# Over a Third of Democrats Would Repeal Second Amendment



## White Shadow (Jun 26, 2017)

Today in the National Review:

Over a Third of Democrats Would Repeal Second Amendment



> More than a third of the Democratic party would do away with the Second Amendment, a survey by The Economist and YouGov revealed.





> The survey also showed that a majority of Democrats, 82 percent, are in favor of banning semi-automatic weapons, which include handguns as well as rifles. Only slightly over half of Republicans, 53 percent, are against this proposal. Democrats are evenly split on banning all handguns (including revolvers) except those carried by law enforcement.


The Demonrats are getting sloppy and letting their true colors show.


----------



## Real Old Man (Aug 17, 2015)

Just let them try and see how far they get


----------



## Smitty901 (Nov 16, 2012)

More like 90% of them. They already see the Constitution as out dated and of no use.


----------



## Camel923 (Aug 13, 2014)

Over a third of democrats are out right communist pigs. Have no illusions of what they have Planed for you once your disarmed.


----------



## Sasquatch (Dec 12, 2014)

I don't see 38 of 50 states willing to take that step. Yet.


----------



## Ragnarök (Aug 4, 2014)

I think those numbers are too high....well I hope.


----------



## Sasquatch (Dec 12, 2014)

For any Democrats that may see this and feel the way the OP's link says I'll tell ya what...

You just go ahead and crap in one hand and repeal the 2A in the other, see which happens first.


----------



## A Watchman (Sep 14, 2015)

> Data rows
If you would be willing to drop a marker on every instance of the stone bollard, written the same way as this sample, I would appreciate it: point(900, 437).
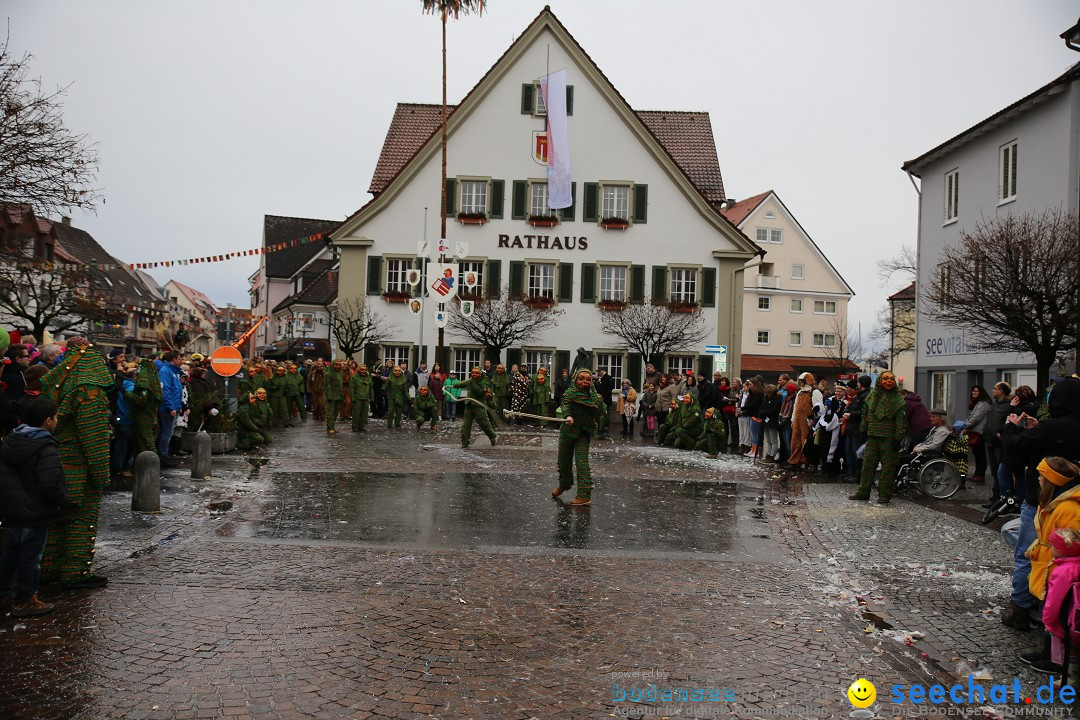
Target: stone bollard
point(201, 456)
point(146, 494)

==

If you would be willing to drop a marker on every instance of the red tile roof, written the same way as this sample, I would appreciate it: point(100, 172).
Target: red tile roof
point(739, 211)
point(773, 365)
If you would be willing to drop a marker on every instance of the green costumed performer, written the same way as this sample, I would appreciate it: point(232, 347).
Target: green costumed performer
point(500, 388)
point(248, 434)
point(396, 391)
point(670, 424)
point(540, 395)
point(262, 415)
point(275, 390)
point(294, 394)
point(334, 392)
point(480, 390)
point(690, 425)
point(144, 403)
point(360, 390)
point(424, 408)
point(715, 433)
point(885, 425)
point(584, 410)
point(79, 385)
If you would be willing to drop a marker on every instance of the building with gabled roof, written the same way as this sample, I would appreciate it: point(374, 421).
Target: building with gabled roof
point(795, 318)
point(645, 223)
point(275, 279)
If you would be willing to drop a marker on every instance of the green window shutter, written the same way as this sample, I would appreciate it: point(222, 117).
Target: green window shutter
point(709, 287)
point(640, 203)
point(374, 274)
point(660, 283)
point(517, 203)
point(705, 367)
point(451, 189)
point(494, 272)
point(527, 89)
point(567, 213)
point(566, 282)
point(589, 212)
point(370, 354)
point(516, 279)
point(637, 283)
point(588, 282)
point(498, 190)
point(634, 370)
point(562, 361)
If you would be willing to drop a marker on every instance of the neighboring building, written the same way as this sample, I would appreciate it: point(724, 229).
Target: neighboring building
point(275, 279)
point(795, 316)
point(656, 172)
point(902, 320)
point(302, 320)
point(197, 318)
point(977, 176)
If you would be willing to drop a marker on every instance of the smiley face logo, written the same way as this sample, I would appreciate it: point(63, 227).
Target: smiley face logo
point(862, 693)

> Task list
A – In the Second Amendment survey thread, what percentage of Democrats are said to favor banning semi-automatic weapons?
B – Copy the Second Amendment survey thread word for word between "## Smitty901 (Nov" and "once your disarmed.", inclusive.
C – Proceed with the Second Amendment survey thread from the point where it stops.
The rows in the two blocks are separate material and have no connection to the Second Amendment survey thread.

> Final answers
A – 82 percent

B –
## Smitty901 (Nov 16, 2012)

More like 90% of them. They already see the Constitution as out dated and of no use.


----------



## Camel923 (Aug 13, 2014)

Over a third of democrats are out right communist pigs. Have no illusions of what they have Planed for you once your disarmed.

C –
What a coincidence, I would repeal much, much more than a third of all Democrats.


----------



## Prepared One (Nov 5, 2014)

The would repeal 2A if they thought they could get away with it. They wouldn't survive the attempt and they know it. So they play the long game. Piece by piece. They don't need to repeal it.


----------



## Camel923 (Aug 13, 2014)

For those who scoff at what the left does with an unarmed populous lets take a look:


----------



## A Watchman (Sep 14, 2015)

^^^^^^ Those that want your guns, know this. Don't be an idiot, make a stand while you can.


----------



## MisterMills357 (Apr 15, 2015)

The Democrat Party was radicalized in the 1990's, Bill Clinton ushered it in, and they have become worse over time. They have become Socialist or Commie-lite in their beliefs.
The divide in America is stark, and we are in treacherous waters. We are not guaranteed, any right to live on, and exist as a nation. And I don't know how things are going to turn out.
But, if the Democrats repeal the Second Amendment, then I am sure how things will turn out. There will be a cleansing, or a pogrom, in America


----------



## Stockton (Jun 21, 2017)

The democrats and further left progressives will not try to 
amend the constitution. They will strive to follow an agenda
set for 30 years ago by Hand Gun Control Inc.,

1. Stop new gun sales - ban gun sales - 
a. AWB first
b. Hand Guns second
c. Everything else third

2. Once there are no new guns start removing old guns,
a. voluntary buy backs
b. tax breaks for turning in guns.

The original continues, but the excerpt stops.